### ACTION REQUISE 1
Recopiez à l'identique le passage de l'article sur TSMC qui commence par « Face à une pression » et se termine par « cesse de croître. ».
### ACTION REQUISE 2
Selon l'article sur TSMC, pourquoi l'administration américaine veut-elle réduire sa dépendance stratégique vis-à-vis de Taïwan ? Répondez en une à trois phrases.

### TEXTE EXTRAIT
▶

Face à une pression politique et économique croissante, le géant taïwanais TSMC semble prêt à revoir sa stratégie en profondeur en avançant d'un an la production de ses puces les plus sophistiquées sur le sol américain.

L'usine d'Arizona pourrait ainsi graver des puces en 2 nm et en 1,6 nm (procédé A16) dès 2027, rompant avec sa volonté initiale de maintenir ces techniques très avancées à Taiwan.

Depuis des mois, l'administration américaine ne cache plus sa volonté de réduire sa dépendance stratégique vis-à-vis de Taïwan, où sont fabriqués 95 % des semi-conducteurs dont dépendent les États-Unis, alors que le risque d'une invasion de Taiwan par la Chine ne cesse de croître.

Le secrétaire au Commerce, Howard Lutnick, a clairement affiché les intentions américaines : atteindre une répartition "50-50" de la production de puces entre les États-Unis et Taïwan.

◀

### DONNÉES À EXAMINER

▶

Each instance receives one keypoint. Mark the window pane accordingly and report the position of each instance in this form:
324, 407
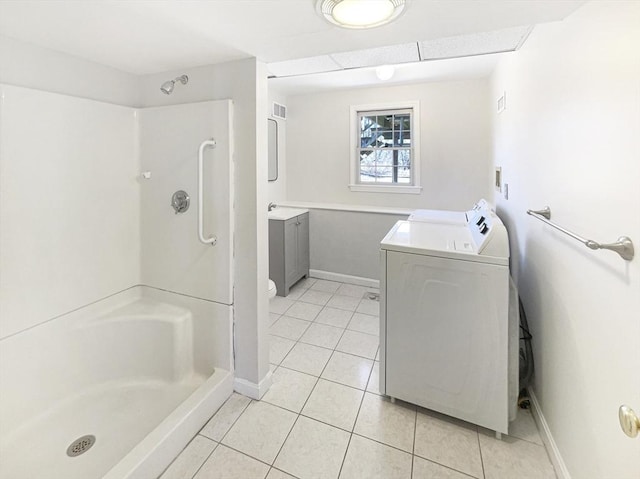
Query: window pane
384, 157
385, 148
385, 122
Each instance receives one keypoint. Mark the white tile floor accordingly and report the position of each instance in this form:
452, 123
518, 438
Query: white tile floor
324, 418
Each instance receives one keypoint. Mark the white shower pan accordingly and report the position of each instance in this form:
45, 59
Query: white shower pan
140, 371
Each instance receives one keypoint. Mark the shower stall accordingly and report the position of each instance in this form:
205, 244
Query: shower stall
116, 321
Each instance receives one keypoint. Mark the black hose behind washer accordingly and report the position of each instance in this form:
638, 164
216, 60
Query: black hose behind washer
526, 358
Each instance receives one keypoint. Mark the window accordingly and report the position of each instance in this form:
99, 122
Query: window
384, 148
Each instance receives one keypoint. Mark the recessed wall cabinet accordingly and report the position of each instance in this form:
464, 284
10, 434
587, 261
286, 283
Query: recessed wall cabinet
288, 250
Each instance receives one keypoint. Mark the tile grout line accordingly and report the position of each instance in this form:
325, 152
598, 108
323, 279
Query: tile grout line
205, 461
484, 475
346, 451
413, 449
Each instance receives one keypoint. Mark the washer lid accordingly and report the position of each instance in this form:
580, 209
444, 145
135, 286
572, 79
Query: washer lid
442, 240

◀

### RÉPONSE RÉDIGÉE 1
Face à une pression politique et économique croissante, le géant taïwanais TSMC semble prêt à revoir sa stratégie en profondeur en avançant d'un an la production de ses puces les plus sophistiquées sur le sol américain.

L'usine d'Arizona pourrait ainsi graver des puces en 2 nm et en 1,6 nm (procédé A16) dès 2027, rompant avec sa volonté initiale de maintenir ces techniques très avancées à Taiwan.

Depuis des mois, l'administration américaine ne cache plus sa volonté de réduire sa dépendance stratégique vis-à-vis de Taïwan, où sont fabriqués 95 % des semi-conducteurs dont dépendent les États-Unis, alors que le risque d'une invasion de Taiwan par la Chine ne cesse de croître.

### RÉPONSE RÉDIGÉE 2
95 % des semi-conducteurs dont dépendent les États-Unis sont fabriqués à Taïwan. Dans le même temps, le risque d'une invasion de Taïwan par la Chine ne cesse de croître.